START Text provided
So the team tried placing the human papilla cells in a hanging-drop culture — a 100-year-old technique in which the cells hang in droplets of a carrier medium underneath the lid of a Petri dish. Gravity causes the cells to cluster together at the bottom of the drop in a more natural, three-dimensional (3D) configuration, rather than spreading out on a flat plane.

“The drop culture allows them to maintain their spatial context and develop an extracellular matrix,” says Christiano. “That seems to allow the cells to recognize that they can induce follicles.”

Good hair day

When the drop-culture cells were implanted under hairless human skin that was grafted onto the back of a rat, they induced the development of follicles. The work is published in this week's issue of Proceedings of the National Academy of Sciences1.
END Text provided
■ Task brief: Please write what comes next in the passage about inducing hair follicles with human papilla cells, starting after its final sentence. You will not need the material after this text.
START Data extract
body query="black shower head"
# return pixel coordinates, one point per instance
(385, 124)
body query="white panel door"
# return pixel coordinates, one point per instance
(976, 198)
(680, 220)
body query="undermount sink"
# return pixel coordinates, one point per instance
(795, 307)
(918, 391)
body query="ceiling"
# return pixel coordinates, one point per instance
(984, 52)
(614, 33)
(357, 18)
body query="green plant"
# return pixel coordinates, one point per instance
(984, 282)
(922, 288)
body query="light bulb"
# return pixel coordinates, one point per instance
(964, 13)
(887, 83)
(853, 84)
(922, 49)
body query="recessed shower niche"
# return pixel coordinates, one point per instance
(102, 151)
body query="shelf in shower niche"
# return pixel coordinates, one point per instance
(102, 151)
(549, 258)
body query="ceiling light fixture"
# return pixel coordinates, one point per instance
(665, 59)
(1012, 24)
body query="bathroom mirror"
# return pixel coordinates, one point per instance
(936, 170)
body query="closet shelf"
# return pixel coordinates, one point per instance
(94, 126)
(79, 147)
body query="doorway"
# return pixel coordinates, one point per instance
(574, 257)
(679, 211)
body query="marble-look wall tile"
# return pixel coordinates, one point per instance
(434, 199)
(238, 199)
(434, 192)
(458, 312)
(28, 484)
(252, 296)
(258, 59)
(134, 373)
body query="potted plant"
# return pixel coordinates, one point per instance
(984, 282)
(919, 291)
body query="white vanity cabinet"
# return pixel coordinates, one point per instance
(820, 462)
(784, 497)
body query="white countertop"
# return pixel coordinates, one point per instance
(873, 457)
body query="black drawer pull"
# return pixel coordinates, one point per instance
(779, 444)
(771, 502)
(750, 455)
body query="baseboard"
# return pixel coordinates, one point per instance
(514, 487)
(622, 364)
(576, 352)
END Data extract
■ Answer:
Christiano found that growing cells on a flat surface disrupted the expression of nearly 4,000 genes, whereas the hanging-drop method restored normal function to about 22% of those — enough, it seems, to allow them to induce follicles. Several of the genes restored had been previously associated with hair growth, including an important signalling pathway known as Wnt, which transmits signals from outside the cell to inside. Still, says Christiano, “we were surprised at how few were enough to start induction”.

Anthony Oro, an epithelial biologist at Stanford University in California, says that it is perhaps not surprising that the structure of the cellular clumps is so crucial. “Why would we think that if we take a beautiful 3D structure and make it flat, that the cells would have any chance to retain their properties? It’s a big thing to ask a cell.”

He adds that the latest work is exciting, even though the hair produced is “not yet ready for prime time”. The new follicles did not always produce a hair through the skin, and they lacked pigment and sebaceous oil glands. Christiano says that it will be some time before those kinks are ironed out and the method is ready for the clinic. The method could also be developed into an in vitro tissue-screening model to test hair loss and hair-restoration drugs, he says.